Jeff Gardiner talks about his studio's plan to build an open-world RPG, keeping the scope manageable, and what happened with Fallout 76

Today's Gamescom Opening Night Live event featured the first teaser trailer for Wyrdsong, the debut title from Something Wicked Games.

Something Wicked is the product of founder and CEO Jeff Gardiner, a former Bethesda developer who worked on The Elder Scrolls Oblivion and Skyrim, as well as Fallout 3, 4 before serving as project lead on Fallout 76.

In keeping with his professional experience, Gardiner tells GamesIndustry.biz that Wyrdsong will be a "dark, preternatural historical fantasy open-world RPG set in middle-ages Portugal."

Something Wicked Games CEO and founder Jeff Gardiner
Jeff Gardiner | Image credit: headshot provided by PR

"It gives the player an opportunity to question their reality as they proceed through this environment," Gardiner says. "We're basing it in Portugal around the time of the Knights Templar in order to introduce some esoteric and maybe occult elements to the game. Ultimately, you can be whatever gender or race you want and explore this land and this idea that the brain is not a passive receptor of information, and RPGs too, like most modern film and books, can have unreliable narrators."

Gardiner left Bethesda about a year ago to explore some career possibilities including going to work at other studios or consulting, but ultimately decided to go the start-up route and find outside funding for a new company.

"Netease came in very strong and very early and gave us a $13.2 million seed round with no real milestones or timelines associated with that," Gardiner says. "They understand that a creative process is something that should be managed internally. We're very big on setting our own goals and milestones; that worked very well for us at Bethesda and we plan on continuing that with Something Wicked Games."

Something Wicked has about 15 people to date (a few of which are contractors) and Gardiner is expecting to grow the team to about 65 or 70 people.

Wyrdsong concept art
Image credit: Something Wicked Games

"We shipped Fallout 3 with around the same amount of people and Skyrim with about 100, so I am very convinced we can come up with a game that will satisfy the open RPG itch with a narrow subset of people," Gardiner says.

If that sounds small for a AAA RPG, Gardiner notes a few factors he believes should help make it doable. For one, the company is using Unreal Engine 5 rather than building its own engine from scratch. Second, the backing of Netease leaves open the possibility for assistance when it comes to art asset creation or other outsourceable tasks. And while a smaller team may be more economical, Gardiner says that's not the main motivation in keeping the headcount contained.

"I find that when studios get too large sometimes people get lost in the shuffle and it really hurts creativity when people are just there checking boxes"

"The main reason I'm doing that is I want everyone on the project to really feel ownership and be able to put their stamp on it. I find that when studios get too large sometimes people get lost in the shuffle and it really hurts creativity when people are just there checking boxes," he says.

An open-world AAA RPG is still a high bar to set, which Gardiner should be keenly aware of given the expectations Bethesda's past products have set in that arena. So how does he plan to meet player expectations with a smaller team building a world and gameplay systems from the ground up?

"I've spent 15 years in production so I'm very well aware of the limits of what a team can do based on their size and budget," Gardiner says. "We plan on scoping this game realistically within those in order to succeed in our goal, which is to get this out and then expand upon it in the future.

Position identification records:
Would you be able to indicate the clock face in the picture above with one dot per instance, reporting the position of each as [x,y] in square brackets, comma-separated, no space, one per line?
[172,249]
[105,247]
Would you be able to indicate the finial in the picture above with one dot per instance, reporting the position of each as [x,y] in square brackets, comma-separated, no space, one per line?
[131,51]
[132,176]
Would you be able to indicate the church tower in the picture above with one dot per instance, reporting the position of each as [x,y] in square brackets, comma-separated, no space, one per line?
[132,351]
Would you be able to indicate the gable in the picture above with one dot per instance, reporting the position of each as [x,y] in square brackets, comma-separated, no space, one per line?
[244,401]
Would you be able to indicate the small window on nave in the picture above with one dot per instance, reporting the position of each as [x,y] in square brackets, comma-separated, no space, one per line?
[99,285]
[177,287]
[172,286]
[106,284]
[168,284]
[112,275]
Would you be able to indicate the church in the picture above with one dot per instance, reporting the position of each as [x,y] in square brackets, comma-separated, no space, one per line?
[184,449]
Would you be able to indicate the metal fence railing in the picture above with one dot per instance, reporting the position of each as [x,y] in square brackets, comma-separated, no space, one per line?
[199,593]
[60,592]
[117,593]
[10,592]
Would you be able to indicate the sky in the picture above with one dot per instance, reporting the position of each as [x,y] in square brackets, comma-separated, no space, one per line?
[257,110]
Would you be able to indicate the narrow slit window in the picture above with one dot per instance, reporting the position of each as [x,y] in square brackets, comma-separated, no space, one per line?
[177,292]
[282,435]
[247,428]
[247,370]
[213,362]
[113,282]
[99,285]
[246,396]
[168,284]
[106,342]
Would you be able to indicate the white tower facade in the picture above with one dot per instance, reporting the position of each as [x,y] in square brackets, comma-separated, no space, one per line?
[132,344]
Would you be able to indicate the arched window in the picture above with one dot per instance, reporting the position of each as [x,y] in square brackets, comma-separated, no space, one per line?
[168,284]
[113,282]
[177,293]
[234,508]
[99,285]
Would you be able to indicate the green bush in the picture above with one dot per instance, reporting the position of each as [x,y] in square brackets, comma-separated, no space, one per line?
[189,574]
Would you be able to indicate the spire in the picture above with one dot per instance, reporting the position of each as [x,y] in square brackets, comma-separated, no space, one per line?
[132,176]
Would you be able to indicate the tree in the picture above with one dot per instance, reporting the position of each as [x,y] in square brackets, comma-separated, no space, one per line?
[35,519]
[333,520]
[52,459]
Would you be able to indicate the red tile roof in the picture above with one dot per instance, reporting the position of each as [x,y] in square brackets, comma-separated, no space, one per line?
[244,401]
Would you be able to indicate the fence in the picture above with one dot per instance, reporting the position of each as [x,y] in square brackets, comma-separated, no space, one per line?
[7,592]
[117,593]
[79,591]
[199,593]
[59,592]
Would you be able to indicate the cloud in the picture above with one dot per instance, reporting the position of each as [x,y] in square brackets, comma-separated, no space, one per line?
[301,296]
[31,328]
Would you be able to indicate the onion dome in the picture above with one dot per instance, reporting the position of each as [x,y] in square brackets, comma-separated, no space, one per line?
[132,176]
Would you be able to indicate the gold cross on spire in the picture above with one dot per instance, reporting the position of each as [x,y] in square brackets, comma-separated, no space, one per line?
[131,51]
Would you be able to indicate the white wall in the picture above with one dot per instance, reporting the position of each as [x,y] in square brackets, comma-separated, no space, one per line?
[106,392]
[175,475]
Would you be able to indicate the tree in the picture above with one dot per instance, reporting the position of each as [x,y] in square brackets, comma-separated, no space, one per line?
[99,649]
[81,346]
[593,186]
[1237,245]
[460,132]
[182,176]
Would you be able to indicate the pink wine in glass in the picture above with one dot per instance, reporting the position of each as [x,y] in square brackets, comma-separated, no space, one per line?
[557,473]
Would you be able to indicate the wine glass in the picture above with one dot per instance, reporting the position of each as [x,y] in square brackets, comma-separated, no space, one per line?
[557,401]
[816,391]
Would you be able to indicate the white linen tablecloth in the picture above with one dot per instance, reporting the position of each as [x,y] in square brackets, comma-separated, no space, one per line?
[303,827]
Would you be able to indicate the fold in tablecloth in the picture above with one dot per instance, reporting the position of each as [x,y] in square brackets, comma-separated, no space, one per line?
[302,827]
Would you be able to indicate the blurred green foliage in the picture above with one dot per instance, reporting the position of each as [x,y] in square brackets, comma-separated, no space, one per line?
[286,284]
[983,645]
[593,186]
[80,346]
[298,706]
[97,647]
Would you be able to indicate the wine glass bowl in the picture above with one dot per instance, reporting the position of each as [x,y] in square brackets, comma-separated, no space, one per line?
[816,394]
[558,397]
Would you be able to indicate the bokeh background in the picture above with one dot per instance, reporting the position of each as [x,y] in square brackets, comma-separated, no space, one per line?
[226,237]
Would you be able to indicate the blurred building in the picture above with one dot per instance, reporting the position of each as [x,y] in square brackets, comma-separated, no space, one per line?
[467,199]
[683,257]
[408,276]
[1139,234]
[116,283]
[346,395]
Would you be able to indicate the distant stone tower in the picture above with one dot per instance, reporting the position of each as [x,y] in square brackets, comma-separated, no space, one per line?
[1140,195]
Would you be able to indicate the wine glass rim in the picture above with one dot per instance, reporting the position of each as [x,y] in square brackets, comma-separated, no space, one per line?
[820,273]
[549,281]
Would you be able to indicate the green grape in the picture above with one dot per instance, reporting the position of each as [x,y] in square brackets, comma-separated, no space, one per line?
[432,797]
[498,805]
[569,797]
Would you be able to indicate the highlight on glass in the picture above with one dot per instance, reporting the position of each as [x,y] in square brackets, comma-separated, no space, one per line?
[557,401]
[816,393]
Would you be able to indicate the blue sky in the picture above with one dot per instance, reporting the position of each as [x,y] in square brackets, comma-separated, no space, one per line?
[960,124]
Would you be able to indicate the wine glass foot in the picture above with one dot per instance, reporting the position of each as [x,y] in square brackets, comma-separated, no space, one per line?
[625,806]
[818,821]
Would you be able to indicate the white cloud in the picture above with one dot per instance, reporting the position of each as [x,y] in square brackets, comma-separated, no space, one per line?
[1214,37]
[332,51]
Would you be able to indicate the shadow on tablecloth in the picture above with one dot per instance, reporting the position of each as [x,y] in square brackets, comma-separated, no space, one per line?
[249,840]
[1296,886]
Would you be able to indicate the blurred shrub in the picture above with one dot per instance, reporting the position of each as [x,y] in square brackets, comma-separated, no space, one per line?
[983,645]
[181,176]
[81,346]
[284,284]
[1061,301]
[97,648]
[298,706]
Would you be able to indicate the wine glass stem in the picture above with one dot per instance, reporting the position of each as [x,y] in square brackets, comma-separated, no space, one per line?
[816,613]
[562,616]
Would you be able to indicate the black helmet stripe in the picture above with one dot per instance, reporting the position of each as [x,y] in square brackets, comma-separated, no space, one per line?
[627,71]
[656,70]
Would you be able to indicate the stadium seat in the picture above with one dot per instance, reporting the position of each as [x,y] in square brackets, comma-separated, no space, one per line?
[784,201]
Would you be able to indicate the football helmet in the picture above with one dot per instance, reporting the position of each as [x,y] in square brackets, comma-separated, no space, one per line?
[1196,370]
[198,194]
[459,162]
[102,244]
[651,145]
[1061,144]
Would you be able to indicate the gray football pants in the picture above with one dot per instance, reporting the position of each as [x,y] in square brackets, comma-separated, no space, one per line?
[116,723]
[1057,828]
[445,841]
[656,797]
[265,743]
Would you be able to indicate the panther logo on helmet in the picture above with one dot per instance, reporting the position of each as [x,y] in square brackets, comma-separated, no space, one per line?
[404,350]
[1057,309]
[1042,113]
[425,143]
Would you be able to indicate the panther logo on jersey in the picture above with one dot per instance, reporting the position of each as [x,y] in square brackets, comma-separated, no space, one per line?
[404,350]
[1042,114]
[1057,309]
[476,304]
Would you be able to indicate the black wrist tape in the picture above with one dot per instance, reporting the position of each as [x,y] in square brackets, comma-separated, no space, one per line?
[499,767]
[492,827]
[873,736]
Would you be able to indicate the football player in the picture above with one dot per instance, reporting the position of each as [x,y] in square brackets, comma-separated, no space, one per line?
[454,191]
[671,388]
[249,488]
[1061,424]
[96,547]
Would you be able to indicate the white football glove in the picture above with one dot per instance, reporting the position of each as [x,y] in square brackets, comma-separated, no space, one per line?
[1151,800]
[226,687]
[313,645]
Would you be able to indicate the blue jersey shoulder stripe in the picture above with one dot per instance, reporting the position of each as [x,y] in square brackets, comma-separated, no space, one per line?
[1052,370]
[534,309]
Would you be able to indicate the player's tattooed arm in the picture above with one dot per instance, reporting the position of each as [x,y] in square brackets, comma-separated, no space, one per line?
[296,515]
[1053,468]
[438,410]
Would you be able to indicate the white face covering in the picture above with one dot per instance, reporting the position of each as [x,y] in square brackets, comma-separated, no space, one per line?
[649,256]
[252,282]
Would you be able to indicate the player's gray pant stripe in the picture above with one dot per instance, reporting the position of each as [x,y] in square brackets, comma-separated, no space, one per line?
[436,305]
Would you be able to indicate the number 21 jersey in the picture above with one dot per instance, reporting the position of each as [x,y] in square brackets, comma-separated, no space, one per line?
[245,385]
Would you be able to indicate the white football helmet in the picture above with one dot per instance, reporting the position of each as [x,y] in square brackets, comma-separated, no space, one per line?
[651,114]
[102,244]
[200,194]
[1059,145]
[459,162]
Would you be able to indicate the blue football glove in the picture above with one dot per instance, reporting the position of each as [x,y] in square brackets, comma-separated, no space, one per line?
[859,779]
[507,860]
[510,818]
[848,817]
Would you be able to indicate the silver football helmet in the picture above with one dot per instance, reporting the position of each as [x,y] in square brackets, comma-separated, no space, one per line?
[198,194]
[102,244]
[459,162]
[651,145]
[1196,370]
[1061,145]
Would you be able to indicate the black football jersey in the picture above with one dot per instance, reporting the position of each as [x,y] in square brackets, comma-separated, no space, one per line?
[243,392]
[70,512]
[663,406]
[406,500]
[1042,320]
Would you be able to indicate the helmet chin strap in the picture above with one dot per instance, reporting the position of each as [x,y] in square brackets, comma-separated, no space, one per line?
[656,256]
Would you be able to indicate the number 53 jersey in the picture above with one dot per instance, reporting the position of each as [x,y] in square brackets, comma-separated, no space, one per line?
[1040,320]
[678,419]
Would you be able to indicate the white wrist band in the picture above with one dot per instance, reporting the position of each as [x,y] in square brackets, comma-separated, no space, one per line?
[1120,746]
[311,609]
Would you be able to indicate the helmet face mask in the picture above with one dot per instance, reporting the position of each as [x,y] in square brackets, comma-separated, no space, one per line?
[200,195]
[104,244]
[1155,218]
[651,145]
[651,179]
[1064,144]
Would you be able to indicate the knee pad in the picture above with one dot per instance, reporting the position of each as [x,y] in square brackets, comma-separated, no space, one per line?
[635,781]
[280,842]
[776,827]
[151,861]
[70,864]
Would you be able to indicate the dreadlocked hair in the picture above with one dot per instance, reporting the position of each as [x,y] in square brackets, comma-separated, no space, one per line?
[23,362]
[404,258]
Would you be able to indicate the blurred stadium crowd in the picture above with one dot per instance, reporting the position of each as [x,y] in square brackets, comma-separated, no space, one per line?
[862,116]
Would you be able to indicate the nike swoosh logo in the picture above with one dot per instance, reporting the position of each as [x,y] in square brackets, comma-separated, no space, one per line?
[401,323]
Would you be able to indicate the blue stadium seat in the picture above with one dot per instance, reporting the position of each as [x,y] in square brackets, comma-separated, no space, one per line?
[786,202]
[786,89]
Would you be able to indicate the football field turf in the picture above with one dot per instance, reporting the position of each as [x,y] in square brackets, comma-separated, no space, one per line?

### Tasks for this exercise
• 1. In the Wyrdsong article, how much was the seed round that Netease gave the studio?
• 2. Reproduce the Wyrdsong article word for word from "Gardiner left Bethesda" up to and including "or 70 people.".
Work only from the Wyrdsong article and not from the data.

### Solutions to the tasks
• 1. $13.2 million.

• 2.
Gardiner left Bethesda about a year ago to explore some career possibilities including going to work at other studios or consulting, but ultimately decided to go the start-up route and find outside funding for a new company.

"Netease came in very strong and very early and gave us a $13.2 million seed round with no real milestones or timelines associated with that," Gardiner says. "They understand that a creative process is something that should be managed internally. We're very big on setting our own goals and milestones; that worked very well for us at Bethesda and we plan on continuing that with Something Wicked Games."

Something Wicked has about 15 people to date (a few of which are contractors) and Gardiner is expecting to grow the team to about 65 or 70 people.